[Data for review — start]

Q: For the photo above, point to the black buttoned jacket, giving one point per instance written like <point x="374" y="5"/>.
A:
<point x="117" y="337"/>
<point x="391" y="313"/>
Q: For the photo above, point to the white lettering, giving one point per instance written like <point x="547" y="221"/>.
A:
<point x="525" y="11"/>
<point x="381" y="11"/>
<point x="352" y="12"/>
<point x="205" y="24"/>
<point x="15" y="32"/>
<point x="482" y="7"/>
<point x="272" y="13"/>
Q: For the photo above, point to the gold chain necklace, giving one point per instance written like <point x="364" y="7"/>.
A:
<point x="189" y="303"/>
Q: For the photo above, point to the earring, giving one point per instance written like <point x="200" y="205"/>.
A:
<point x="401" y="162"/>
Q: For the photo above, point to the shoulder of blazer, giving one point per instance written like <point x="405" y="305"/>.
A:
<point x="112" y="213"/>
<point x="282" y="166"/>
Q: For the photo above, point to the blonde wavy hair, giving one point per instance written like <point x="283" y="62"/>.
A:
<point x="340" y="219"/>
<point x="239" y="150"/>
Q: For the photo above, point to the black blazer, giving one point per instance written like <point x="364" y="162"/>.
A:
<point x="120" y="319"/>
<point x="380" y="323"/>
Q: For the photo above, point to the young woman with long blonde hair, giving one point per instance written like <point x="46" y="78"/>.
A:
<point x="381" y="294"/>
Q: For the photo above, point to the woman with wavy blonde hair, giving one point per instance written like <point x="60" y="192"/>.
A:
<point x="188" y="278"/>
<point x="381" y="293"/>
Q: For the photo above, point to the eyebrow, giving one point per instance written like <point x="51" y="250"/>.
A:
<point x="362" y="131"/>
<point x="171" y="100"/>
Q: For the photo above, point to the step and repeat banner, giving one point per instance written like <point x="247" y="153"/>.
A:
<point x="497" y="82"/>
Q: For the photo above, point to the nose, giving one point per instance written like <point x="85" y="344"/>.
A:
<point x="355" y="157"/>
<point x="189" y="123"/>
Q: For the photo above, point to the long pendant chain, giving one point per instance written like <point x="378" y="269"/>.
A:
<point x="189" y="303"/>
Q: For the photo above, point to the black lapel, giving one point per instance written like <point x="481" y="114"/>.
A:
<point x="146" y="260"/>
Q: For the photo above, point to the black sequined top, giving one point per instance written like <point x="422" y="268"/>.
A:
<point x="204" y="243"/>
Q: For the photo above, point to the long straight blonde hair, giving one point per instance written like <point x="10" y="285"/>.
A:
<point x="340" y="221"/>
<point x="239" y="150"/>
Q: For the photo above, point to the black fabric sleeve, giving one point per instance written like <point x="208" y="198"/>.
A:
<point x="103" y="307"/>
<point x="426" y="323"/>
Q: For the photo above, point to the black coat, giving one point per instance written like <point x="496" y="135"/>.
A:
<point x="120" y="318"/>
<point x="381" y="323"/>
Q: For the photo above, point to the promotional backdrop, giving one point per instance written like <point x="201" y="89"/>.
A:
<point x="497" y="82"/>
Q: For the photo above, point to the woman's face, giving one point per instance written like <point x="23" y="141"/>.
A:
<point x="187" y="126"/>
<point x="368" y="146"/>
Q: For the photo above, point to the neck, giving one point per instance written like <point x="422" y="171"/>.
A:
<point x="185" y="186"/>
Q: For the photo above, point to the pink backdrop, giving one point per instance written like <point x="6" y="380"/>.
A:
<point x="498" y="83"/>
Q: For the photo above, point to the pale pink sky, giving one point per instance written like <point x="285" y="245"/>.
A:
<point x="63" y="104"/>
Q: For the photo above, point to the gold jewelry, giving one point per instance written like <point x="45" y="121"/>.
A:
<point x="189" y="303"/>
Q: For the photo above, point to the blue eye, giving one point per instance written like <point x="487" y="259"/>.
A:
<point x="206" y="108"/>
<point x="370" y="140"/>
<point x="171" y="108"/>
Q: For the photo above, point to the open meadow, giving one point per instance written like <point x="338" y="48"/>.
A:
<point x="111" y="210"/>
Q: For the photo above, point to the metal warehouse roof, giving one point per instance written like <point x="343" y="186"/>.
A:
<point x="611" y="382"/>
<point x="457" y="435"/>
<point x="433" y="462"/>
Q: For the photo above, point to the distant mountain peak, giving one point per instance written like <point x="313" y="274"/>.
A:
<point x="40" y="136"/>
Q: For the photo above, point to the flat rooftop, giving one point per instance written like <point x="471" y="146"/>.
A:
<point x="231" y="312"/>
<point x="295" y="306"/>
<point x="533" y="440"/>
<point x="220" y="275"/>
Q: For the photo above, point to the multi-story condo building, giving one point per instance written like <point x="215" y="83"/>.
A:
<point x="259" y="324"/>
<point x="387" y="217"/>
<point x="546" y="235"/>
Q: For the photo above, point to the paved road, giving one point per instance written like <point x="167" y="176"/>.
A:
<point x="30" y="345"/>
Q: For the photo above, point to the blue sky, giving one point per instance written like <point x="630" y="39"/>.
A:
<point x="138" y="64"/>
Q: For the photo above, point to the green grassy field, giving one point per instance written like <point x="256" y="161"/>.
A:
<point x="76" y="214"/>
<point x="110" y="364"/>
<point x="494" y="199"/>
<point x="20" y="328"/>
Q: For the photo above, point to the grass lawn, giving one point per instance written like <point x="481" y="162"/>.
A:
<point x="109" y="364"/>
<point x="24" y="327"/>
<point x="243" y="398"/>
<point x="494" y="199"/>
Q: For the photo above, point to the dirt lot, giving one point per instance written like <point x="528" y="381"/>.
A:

[Data for review — finish]

* [Exercise objective]
Print the full listing again, word for word.

* [Final answer]
Q: For the photo above, point to the black buttoned jacket, giving one point per instance written like <point x="374" y="5"/>.
A:
<point x="117" y="337"/>
<point x="391" y="313"/>
Q: For the photo above, point to the white lettering, giving one point per instance written like <point x="547" y="221"/>.
A:
<point x="525" y="11"/>
<point x="381" y="11"/>
<point x="352" y="12"/>
<point x="205" y="24"/>
<point x="15" y="32"/>
<point x="482" y="7"/>
<point x="272" y="13"/>
Q: For the photo above, point to the gold chain necklace, giving one point per instance written like <point x="364" y="7"/>.
A:
<point x="189" y="303"/>
Q: For the photo above, point to the earring, giving one point per instance written like <point x="200" y="205"/>.
A:
<point x="401" y="162"/>
Q: For the photo above, point to the shoulder of blazer, giving one point per instance written like <point x="405" y="305"/>.
A:
<point x="112" y="213"/>
<point x="282" y="166"/>
Q: For the photo above, point to the blonde wavy hair, giving one point per instance written like <point x="283" y="62"/>.
A:
<point x="340" y="219"/>
<point x="239" y="150"/>
Q: For the photo above, point to the black blazer, giving one point per instance written like <point x="364" y="162"/>.
A:
<point x="120" y="319"/>
<point x="380" y="323"/>
Q: For the photo above, point to the young woman with long blonde hair, giving one point per instance written like <point x="46" y="78"/>.
A:
<point x="381" y="294"/>
Q: For the photo above, point to the woman with wavy blonde hair, giving one point per instance written like <point x="60" y="192"/>.
A:
<point x="188" y="278"/>
<point x="381" y="293"/>
Q: For the photo above, point to the eyebrow, giving one point per instance written like <point x="51" y="250"/>.
A:
<point x="362" y="131"/>
<point x="171" y="100"/>
Q: For the photo above, point to the step and repeat banner, giving one point per instance written like <point x="247" y="153"/>.
A:
<point x="497" y="82"/>
Q: For the photo above, point to the nose, giving one point per instance written like <point x="85" y="344"/>.
A:
<point x="355" y="157"/>
<point x="189" y="123"/>
Q: For the photo above, point to the long pendant chain, giving one point per instance written like <point x="378" y="269"/>.
A:
<point x="189" y="303"/>
Q: For the photo above, point to the black lapel, giving one point per instance written like <point x="481" y="114"/>.
A:
<point x="146" y="260"/>
Q: For the photo above, point to the black sequined top, giving one point per instance written like <point x="422" y="268"/>.
A:
<point x="204" y="243"/>
Q: For the photo above, point to the long straight blonde hair, giving one point per instance written like <point x="10" y="285"/>.
A:
<point x="340" y="221"/>
<point x="239" y="150"/>
Q: For the photo above, point to the black fabric sleeve, giving one point per instance written like <point x="208" y="198"/>.
A:
<point x="103" y="307"/>
<point x="426" y="323"/>
Q: For the photo above, point to the black coat, giving one point per instance written like <point x="496" y="135"/>.
A:
<point x="120" y="318"/>
<point x="381" y="323"/>
Q: For the photo above, point to the promotional backdrop, giving one point per instance written like <point x="201" y="89"/>.
A:
<point x="497" y="82"/>
Q: For the photo above, point to the woman's face, giving one point per instance written like <point x="23" y="141"/>.
A:
<point x="187" y="126"/>
<point x="368" y="146"/>
Q: For the photo above, point to the neck, giving one point per instance written like <point x="422" y="171"/>.
A:
<point x="185" y="186"/>
Q: For the photo above, point to the pink backdrop, giving one point per instance written like <point x="6" y="380"/>.
A:
<point x="498" y="83"/>
Q: For the photo above, point to the pale pink sky, giving one point per instance written like <point x="285" y="245"/>.
A:
<point x="63" y="104"/>
Q: For the photo above, point to the gold jewelry, giving one point per instance written like <point x="45" y="121"/>.
A:
<point x="189" y="303"/>
Q: For the photo above, point to the blue eye, giving one point per instance written like <point x="487" y="259"/>.
A:
<point x="206" y="108"/>
<point x="370" y="140"/>
<point x="171" y="108"/>
Q: For the photo above, point to the open meadow, giving one point per instance written like <point x="338" y="48"/>.
A:
<point x="111" y="210"/>
Q: For the photo above, point to the metal warehouse roof, giving one point per instance written like <point x="343" y="186"/>.
A:
<point x="611" y="382"/>
<point x="457" y="435"/>
<point x="433" y="462"/>
Q: For the photo above, point to the distant mountain peak, giving one point per instance written like <point x="313" y="274"/>.
A:
<point x="40" y="136"/>
Q: For the photo above, point to the flat rooftop, giving one point per instance written like <point x="471" y="146"/>.
A:
<point x="231" y="312"/>
<point x="295" y="306"/>
<point x="533" y="440"/>
<point x="220" y="275"/>
Q: For the photo above, point to the multi-story condo building, giving one point per instance written like <point x="215" y="83"/>.
A:
<point x="259" y="324"/>
<point x="387" y="217"/>
<point x="546" y="235"/>
Q: For the photo above, point to the paved road, giving one point per instance written like <point x="167" y="176"/>.
A:
<point x="30" y="345"/>
Q: For the photo above, point to the blue sky, giving one point per instance written like <point x="630" y="39"/>.
A:
<point x="138" y="64"/>
Q: For the photo above, point to the green grassy field, giving one point per instance written like <point x="256" y="161"/>.
A:
<point x="76" y="214"/>
<point x="110" y="364"/>
<point x="494" y="199"/>
<point x="20" y="328"/>
Q: For the photo above, point to the grass lawn, giving one point per instance written like <point x="481" y="162"/>.
A:
<point x="109" y="364"/>
<point x="24" y="327"/>
<point x="243" y="398"/>
<point x="494" y="199"/>
Q: For the photo above, point to the dirt lot, giving one point per instance written like <point x="528" y="381"/>.
A:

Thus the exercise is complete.